Region pointing data
....................
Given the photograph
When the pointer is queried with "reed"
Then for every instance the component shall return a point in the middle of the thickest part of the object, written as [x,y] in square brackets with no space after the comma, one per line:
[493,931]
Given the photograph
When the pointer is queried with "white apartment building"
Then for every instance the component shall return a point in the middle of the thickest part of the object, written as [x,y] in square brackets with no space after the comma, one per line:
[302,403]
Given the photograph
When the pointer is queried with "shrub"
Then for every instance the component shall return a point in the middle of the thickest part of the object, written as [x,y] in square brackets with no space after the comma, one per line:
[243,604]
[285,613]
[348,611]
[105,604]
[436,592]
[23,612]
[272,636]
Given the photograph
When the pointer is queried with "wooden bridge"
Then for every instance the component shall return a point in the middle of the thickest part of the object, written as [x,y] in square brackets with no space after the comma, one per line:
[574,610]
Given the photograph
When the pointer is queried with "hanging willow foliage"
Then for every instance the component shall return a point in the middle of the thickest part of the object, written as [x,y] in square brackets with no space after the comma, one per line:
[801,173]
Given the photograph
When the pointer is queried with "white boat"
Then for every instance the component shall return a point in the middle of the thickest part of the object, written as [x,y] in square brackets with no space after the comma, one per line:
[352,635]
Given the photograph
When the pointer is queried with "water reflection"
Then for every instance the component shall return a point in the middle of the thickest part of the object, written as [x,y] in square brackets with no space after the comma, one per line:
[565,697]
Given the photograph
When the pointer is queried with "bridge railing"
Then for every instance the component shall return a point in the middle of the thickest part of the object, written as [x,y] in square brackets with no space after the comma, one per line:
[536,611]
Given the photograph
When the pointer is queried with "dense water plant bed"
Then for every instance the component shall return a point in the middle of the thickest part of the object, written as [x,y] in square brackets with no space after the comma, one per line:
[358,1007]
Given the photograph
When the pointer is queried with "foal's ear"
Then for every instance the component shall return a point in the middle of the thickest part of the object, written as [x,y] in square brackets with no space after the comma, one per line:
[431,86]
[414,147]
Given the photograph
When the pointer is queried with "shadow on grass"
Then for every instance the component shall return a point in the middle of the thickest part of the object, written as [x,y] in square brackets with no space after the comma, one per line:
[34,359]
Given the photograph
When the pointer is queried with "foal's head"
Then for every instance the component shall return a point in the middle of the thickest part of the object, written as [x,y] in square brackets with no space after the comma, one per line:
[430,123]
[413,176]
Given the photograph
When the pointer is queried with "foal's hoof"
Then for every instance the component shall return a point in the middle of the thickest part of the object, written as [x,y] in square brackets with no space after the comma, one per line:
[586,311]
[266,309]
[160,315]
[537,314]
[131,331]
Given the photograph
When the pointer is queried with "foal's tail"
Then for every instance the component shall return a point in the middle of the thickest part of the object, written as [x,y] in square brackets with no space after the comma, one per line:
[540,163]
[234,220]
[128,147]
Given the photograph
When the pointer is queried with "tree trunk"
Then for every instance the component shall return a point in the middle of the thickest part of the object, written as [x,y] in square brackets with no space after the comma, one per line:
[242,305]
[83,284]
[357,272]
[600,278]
....................
**WORK TASK**: Every entry should be output again exactly as written.

**REPLY**:
Given the photograph
When the pointer is queried with "reed"
Then for every instance the component shall return a point in the middle of the thickest part of the object, written as [x,y] in square brackets with no space after the comma, one per line:
[493,931]
Given the photograph
When the pointer is queried with "white apartment building"
Then for every instance the component shall return a point in the middle of the thickest part of the object, written as [x,y] in square brackets with no space after the comma, one per line:
[302,403]
Given the photograph
When the pointer is queried with "shrub"
Then for every instance the component shall return a point in the middle of the thickest part of the object, written as [x,y] in square brackets with no space after the comma, one per line:
[243,604]
[285,613]
[348,611]
[105,604]
[436,592]
[23,612]
[272,636]
Given the photograph
When the pointer is queried with "wooden bridge"
Then for every instance the component shall return a point in the middle of the thickest part of the object, written as [x,y] in square brackets with no space after the comma, one per line:
[574,610]
Given the photograph
When the pointer is queried with "hanging willow foliage"
Then for every instance the component shall return a point in the middle of the thickest part of the object, written as [x,y] in square brackets with no space after the comma, one per line:
[801,173]
Given the photograph
When the pointer is queried with "white boat"
Then for every instance the component shall return a point in the middle of the thickest part of the object, written as [x,y] in square brackets with no space after the comma, one per line:
[352,635]
Given the photograph
When the pointer is queried with "water reflection"
Then for every instance the component shall return a point in the middle of the thickest part of the object, written as [x,y] in square brackets with no space after the comma, one per line:
[565,697]
Given the photograph
When the pointer is queried with "bridge railing"
Then for every instance the component shall return a point in the middle of the thickest part of the object, written as [x,y] in square brackets with no space after the comma, one per line:
[536,611]
Given the photograph
When the pointer is queried with "dense water plant bed"
Then for every instance the component shall return a point in the middle of the thickest part of the object, written as [x,y] in square brackets with no space after the comma, one per line:
[358,1007]
Given the photograph
When the pointer is queried with "foal's ear"
Then for every instance the component shall return a point in the middle of the thickest part of the object, written as [x,y] in square brackets with no space after the comma, one per line:
[431,86]
[414,147]
Given the photograph
When the pointer is queried with "shadow on grass"
Then for every instance the component shall return a point in the middle of the thickest part of the object, written as [x,y] in square brackets with no space after the comma, one per line:
[34,359]
Given the photograph
When the pointer is queried with "foal's head"
Then for every instance the component shall return a point in the middle of the thickest part of the object, written as [x,y] in square brackets with no space after the comma, one per line:
[430,123]
[413,176]
Given the photograph
When the pointer is queried with "foal's hoof"
Then for every instance the component shall return a point in the middle of the thickest part of the object, written as [x,y] in square brackets with no space after the comma, one per line:
[586,311]
[266,309]
[160,315]
[537,314]
[131,331]
Given the photograph
When the pointer is queried with "foal's tail"
Then for every instance the component shall return a point in the middle of the thickest part of the object, written as [x,y] in square brackets with no space after the comma, one per line:
[540,163]
[234,220]
[128,147]
Given the photograph
When the pointer is queried with "tree trunk"
Then for every instance the component shall return a point in the middle of the thickest part of the object, written as [x,y] in square brackets with no space after the comma, one per line:
[242,305]
[83,284]
[357,272]
[600,278]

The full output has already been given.